Desejando dirigir-se a Roma, para depois prosseguir para Espanha, o apóstolo Paulo envia primeiro uma carta às comunidades cristãs daquela cidade. No seio destas comunidades – onde bem depressa um elevado número de mártires testemunharia uma sincera e profunda adesão ao Evangelho – não faltam, como noutros lugares, tensões, incompreensões, e até rivalidades.
Os cristãos de Roma representam vários estratos sociais, culturais e religiosos. Há pessoas que provêm do judaísmo, do mundo helênico, da antiga religião romana e até do estoicismo e de outras orientações filosóficas. E trazem consigo as suas tradições culturais e convicções éticas. Alguns deles são apelidados “fracos”, por causa dos seus hábitos alimentares especiais (por exemplo, o vegetarianismo), ou ligados a calendários para jejuns em certos dias especiais. Outros são chamados “fortes”, por não se submeterem a todos estes condicionalismos, sejam eles tabus alimentares, ou outros rituais especiais. A todos Paulo dirige este veemente convite:
“Acolhei-vos uns aos outros, na medida em que também Cristo vos acolheu, para glória de Deus”.
Este assunto começa a ser abordado por Paulo já no princípio da carta. Ele dirige-se primeiramente aos “fortes”, convidando-os a “acolher” os “fracos”, “sem discutir as suas opções”. Depois, dirigindo-se aos “fracos”, pede-lhes para aceitarem os “fortes”, sem os julgar, uma vez que todos são “acolhidos” por Deus.
Paulo está realmente convencido de que todos, apesar da diversidade de opiniões e costumes, agem por amor ao Senhor. Portanto, não há qualquer motivo para julgarmos aqueles que têm opiniões diferentes de nós, e muito menos temos o direito de os escandalizar com a nossa atitude arrogante, de superioridade. O que importa mesmo é trabalharmos para o bem de todos, para a “edificação mútua”, isto é, a construção da comunidade e a sua unidade (cf. 14,1-23).
Trata-se, também neste caso, de aplicar a grande norma do viver cristão que Paulo recordara pouco antes, nesta mesma carta: «É no amor que está o pleno cumprimento da Lei» (13,10). Por não se comportarem «de acordo com o amor» (14,15) é que entre os cristãos de Roma tinha diminuído o espírito de fraternidade, que deve animar os membros de todas as comunidades.

Dados fornecidos
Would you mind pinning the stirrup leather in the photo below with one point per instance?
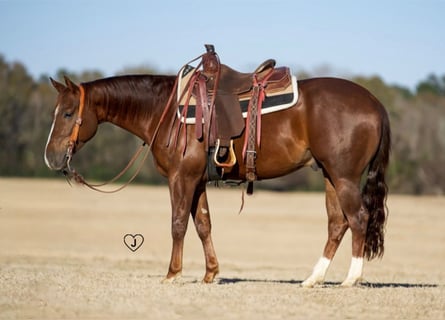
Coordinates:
(231, 160)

O que fazer
1: No texto sobre a carta de Paulo aos cristãos de Roma, para onde o apóstolo pretendia seguir depois de passar por Roma?
2: Escreva a continuação do texto sobre a carta de Paulo aos cristãos de Roma, começando logo após a sua última frase.
A listagem provém de uma fonte diferente da do texto sobre a carta de Paulo aos cristãos de Roma.

Respostas por tarefa
1: Para Espanha.

2:
O apóstolo propõe, como modelo do acolhimento recíproco, a atitude de Jesus que, na sua morte, em vez de se preocupar consigo próprio, tomou sobre si as nossas fraquezas (cf. 15,1-3). Do alto da cruz atraiu todos a si, acolhendo simultaneamente o hebreu João e o centurião romano, Maria Madalena e o malfeitor crucificado ao seu lado.
“Acolhei-vos uns aos outros, na medida em que também Cristo vos acolheu, para glória de Deus”.
Também nas nossas comunidades cristãs, mesmo que todos sejamos «amados por Deus e chamados a ser santos» (1,7), não faltam, como na comunidade romana, discordâncias entre maneiras de ver diferentes e contrastes culturais que parecem inconciliáveis. Muitas vezes, há oposição entre os tradicionalistas e os inovadores – para usar uma linguagem um pouco simplista talvez, mas mais compreensível –, entre pessoas mais abertas e outras mais fechadas, pessoas interessadas num cristianismo mais social ou mais espiritual. Tais diferenças são depois reforçadas pelas convicções políticas e proveniências sociais muito variadas. O atual fenômeno imigratório acrescenta, às nossas assembleias litúrgicas e aos diversos grupos eclesiais, outros componentes de diferenciação cultural e geográfica.
Estas mesmas dinâmicas podem surgir nas relações entre os cristãos das diferentes Igrejas, mas também nas famílias, nos ambientes de trabalho ou nos meios políticos. Insinua-se a tentação de julgarmos aqueles que pensam diferentemente de nós e de nos considerarmos superiores, numa estéril contraposição e exclusão recíprocas.
O modelo proposto por Paulo não é o uniformismo que tudo nivela, mas sim a comunhão enriquecedora entre pessoas diferentes. Não é por acaso que nos dois capítulos precedentes, na mesma carta, o apóstolo fala da unidade do corpo e da diversidade dos membros, assim como da variedade dos carismas que enriquecem e animam a comunidade (cf. 12,3-13).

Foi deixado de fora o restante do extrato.